→ **PROBLEM REQUIREMENTS**
Arrange all of the material below as a two-column CSV with the columns input and output, giving each text and its answer their own row. Put each in a single double-quoted field, with every line break replaced by a space.
◇ ◇ ◇
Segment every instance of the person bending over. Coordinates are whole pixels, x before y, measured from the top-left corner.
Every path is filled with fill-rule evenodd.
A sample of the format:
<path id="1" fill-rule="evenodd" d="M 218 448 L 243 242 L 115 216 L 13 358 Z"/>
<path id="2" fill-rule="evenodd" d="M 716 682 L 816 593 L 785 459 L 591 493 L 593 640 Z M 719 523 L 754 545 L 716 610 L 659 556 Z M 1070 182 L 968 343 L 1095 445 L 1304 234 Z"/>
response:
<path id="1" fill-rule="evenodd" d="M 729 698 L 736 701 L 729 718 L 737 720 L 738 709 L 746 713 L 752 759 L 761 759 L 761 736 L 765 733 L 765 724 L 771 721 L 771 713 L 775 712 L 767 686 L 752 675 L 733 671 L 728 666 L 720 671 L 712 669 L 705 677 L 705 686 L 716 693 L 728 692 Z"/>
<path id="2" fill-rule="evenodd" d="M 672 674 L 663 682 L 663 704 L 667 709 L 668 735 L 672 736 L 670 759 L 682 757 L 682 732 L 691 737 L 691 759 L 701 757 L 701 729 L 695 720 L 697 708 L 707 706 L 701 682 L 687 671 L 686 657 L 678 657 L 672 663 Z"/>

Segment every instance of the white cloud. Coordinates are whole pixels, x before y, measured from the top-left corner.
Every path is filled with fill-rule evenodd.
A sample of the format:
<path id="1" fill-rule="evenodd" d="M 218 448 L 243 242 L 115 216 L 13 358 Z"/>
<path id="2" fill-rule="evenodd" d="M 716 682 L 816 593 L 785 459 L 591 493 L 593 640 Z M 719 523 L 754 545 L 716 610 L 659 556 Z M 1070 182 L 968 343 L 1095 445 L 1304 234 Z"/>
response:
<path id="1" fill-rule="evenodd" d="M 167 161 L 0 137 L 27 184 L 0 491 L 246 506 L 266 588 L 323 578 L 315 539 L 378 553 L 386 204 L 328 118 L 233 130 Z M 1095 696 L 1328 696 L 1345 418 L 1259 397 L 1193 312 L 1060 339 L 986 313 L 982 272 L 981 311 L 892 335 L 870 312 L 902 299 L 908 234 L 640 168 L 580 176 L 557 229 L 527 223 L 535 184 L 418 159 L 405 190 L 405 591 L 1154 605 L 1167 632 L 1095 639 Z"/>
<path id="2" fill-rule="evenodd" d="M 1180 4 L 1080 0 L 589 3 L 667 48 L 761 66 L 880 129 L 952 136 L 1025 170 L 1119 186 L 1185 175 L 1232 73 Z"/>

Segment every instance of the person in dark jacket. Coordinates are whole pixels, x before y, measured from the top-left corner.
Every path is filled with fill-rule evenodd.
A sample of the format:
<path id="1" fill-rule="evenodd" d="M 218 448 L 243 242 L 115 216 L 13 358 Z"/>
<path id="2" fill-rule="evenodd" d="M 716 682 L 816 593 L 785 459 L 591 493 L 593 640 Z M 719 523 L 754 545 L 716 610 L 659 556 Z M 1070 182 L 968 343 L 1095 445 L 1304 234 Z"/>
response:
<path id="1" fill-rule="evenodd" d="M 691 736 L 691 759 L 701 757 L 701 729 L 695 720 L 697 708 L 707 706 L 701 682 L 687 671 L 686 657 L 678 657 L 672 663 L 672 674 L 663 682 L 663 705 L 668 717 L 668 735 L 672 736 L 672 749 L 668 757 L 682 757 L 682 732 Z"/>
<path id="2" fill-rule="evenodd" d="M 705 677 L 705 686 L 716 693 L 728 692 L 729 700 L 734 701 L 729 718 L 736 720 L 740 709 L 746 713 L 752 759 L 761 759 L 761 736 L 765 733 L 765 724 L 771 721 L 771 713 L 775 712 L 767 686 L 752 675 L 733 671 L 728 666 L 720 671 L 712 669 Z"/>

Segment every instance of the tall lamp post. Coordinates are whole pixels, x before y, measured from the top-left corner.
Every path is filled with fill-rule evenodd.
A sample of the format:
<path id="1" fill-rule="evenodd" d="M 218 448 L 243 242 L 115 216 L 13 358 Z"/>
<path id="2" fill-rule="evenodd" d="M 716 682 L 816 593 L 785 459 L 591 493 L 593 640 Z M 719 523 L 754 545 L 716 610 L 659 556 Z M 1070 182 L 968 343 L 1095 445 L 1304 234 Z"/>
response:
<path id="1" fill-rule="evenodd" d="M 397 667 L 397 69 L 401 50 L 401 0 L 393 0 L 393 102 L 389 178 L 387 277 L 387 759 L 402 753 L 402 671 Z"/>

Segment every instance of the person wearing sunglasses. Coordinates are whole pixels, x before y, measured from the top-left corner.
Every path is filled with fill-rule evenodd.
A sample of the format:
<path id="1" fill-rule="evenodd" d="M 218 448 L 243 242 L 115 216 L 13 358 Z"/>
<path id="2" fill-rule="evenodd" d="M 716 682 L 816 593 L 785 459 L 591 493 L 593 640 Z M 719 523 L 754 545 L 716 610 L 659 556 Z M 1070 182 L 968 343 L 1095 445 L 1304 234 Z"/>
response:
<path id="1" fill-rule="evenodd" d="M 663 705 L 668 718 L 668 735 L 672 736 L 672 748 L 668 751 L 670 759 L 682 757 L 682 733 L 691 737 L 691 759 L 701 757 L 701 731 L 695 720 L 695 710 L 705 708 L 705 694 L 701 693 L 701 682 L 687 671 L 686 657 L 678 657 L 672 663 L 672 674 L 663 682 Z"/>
◇ ◇ ◇
→ **RIGHT ANSWER**
input,output
"Segment every instance of the person bending over. Coordinates are whole pixels, x before y, measured from the top-left corner. Every path is filled with fill-rule evenodd. A sample of the format: <path id=""1"" fill-rule=""evenodd"" d=""M 218 448 L 243 242 L 115 216 L 13 358 Z""/> <path id=""2"" fill-rule=""evenodd"" d=""M 716 682 L 816 593 L 785 459 L 591 493 L 593 640 Z M 719 523 L 754 545 L 716 610 L 659 556 Z M 1070 182 L 968 343 L 1095 445 L 1304 234 Z""/> response:","<path id=""1"" fill-rule=""evenodd"" d=""M 729 698 L 736 701 L 729 718 L 737 720 L 738 709 L 746 713 L 752 759 L 761 759 L 761 736 L 765 733 L 765 724 L 771 721 L 771 713 L 775 712 L 767 686 L 752 675 L 733 671 L 728 666 L 720 671 L 712 669 L 705 677 L 705 686 L 716 693 L 728 692 Z""/> <path id=""2"" fill-rule=""evenodd"" d=""M 672 674 L 663 682 L 663 704 L 667 709 L 668 735 L 672 736 L 670 759 L 682 757 L 682 732 L 691 737 L 691 759 L 701 757 L 701 729 L 695 720 L 697 708 L 707 706 L 701 682 L 687 671 L 686 657 L 678 657 L 672 663 Z""/>"
"Segment every instance of the white cloud. Coordinates are whole pixels, x before y, measured from the top-left corner. Every path is filled with fill-rule evenodd. A sample of the format: <path id=""1"" fill-rule=""evenodd"" d=""M 218 448 L 243 242 L 115 216 L 13 358 Z""/> <path id=""2"" fill-rule=""evenodd"" d=""M 716 682 L 816 593 L 785 459 L 591 493 L 593 640 Z M 719 523 L 754 545 L 716 610 L 659 556 Z M 1070 182 L 968 343 L 1095 445 L 1304 234 Z""/> response:","<path id=""1"" fill-rule=""evenodd"" d=""M 167 161 L 0 137 L 27 184 L 0 491 L 246 506 L 266 588 L 323 578 L 315 539 L 378 553 L 386 204 L 328 118 L 233 130 Z M 1095 696 L 1328 696 L 1345 418 L 1259 397 L 1193 312 L 1060 339 L 986 313 L 982 272 L 981 311 L 892 335 L 870 312 L 902 299 L 908 234 L 640 168 L 580 176 L 557 229 L 527 223 L 535 184 L 418 159 L 405 190 L 405 591 L 1154 605 L 1167 632 L 1095 639 Z""/> <path id=""2"" fill-rule=""evenodd"" d=""M 1180 4 L 1080 0 L 589 3 L 667 48 L 761 66 L 880 129 L 952 136 L 1025 170 L 1119 186 L 1185 175 L 1232 73 Z""/>"
"Segment every instance of the person in dark jacket. Coordinates are whole pixels, x before y, measured from the top-left corner. Every path is filled with fill-rule evenodd. A sample of the format: <path id=""1"" fill-rule=""evenodd"" d=""M 218 448 L 243 242 L 115 216 L 13 358 Z""/> <path id=""2"" fill-rule=""evenodd"" d=""M 716 682 L 816 593 L 785 459 L 591 493 L 593 640 Z M 719 523 L 754 545 L 716 610 L 659 556 Z M 1070 182 L 968 343 L 1095 445 L 1304 234 Z""/> response:","<path id=""1"" fill-rule=""evenodd"" d=""M 691 736 L 691 759 L 701 757 L 701 729 L 695 720 L 697 708 L 707 706 L 701 682 L 687 671 L 686 657 L 678 657 L 672 663 L 672 674 L 663 682 L 663 705 L 668 717 L 668 735 L 672 736 L 672 749 L 668 757 L 682 757 L 682 732 Z""/> <path id=""2"" fill-rule=""evenodd"" d=""M 705 677 L 705 686 L 716 693 L 728 692 L 729 700 L 734 701 L 729 718 L 736 720 L 740 709 L 746 713 L 752 759 L 761 759 L 761 736 L 765 733 L 765 724 L 771 721 L 771 713 L 775 712 L 767 686 L 752 675 L 733 671 L 728 666 L 720 671 L 712 669 Z""/>"
"Segment every instance of the tall lamp post. Coordinates are whole pixels, x before y, measured from the top-left corner. Every path is filled with fill-rule evenodd. A sample of the format: <path id=""1"" fill-rule=""evenodd"" d=""M 218 448 L 243 242 L 115 216 L 13 358 Z""/> <path id=""2"" fill-rule=""evenodd"" d=""M 716 682 L 816 593 L 785 459 L 591 493 L 593 640 Z M 719 523 L 754 545 L 716 610 L 659 556 Z M 1070 182 L 968 343 L 1095 445 L 1304 234 Z""/> response:","<path id=""1"" fill-rule=""evenodd"" d=""M 397 667 L 397 69 L 401 50 L 401 0 L 393 0 L 393 102 L 389 178 L 387 277 L 387 759 L 402 753 L 402 671 Z""/>"
"Segment every instance of the person wearing sunglasses. Coordinates are whole pixels, x before y, measured from the top-left corner. Every path is filled with fill-rule evenodd. A sample of the format: <path id=""1"" fill-rule=""evenodd"" d=""M 218 448 L 243 242 L 115 216 L 13 358 Z""/> <path id=""2"" fill-rule=""evenodd"" d=""M 716 682 L 816 593 L 785 459 L 591 493 L 593 640 Z M 719 523 L 754 545 L 716 610 L 659 556 Z M 1070 182 L 968 343 L 1095 445 L 1304 234 Z""/> response:","<path id=""1"" fill-rule=""evenodd"" d=""M 663 705 L 668 718 L 668 735 L 672 736 L 672 748 L 668 751 L 670 759 L 682 757 L 682 733 L 691 737 L 691 759 L 701 757 L 701 731 L 695 720 L 695 710 L 705 708 L 705 694 L 701 693 L 701 682 L 687 671 L 686 657 L 678 657 L 672 663 L 672 674 L 663 682 Z""/>"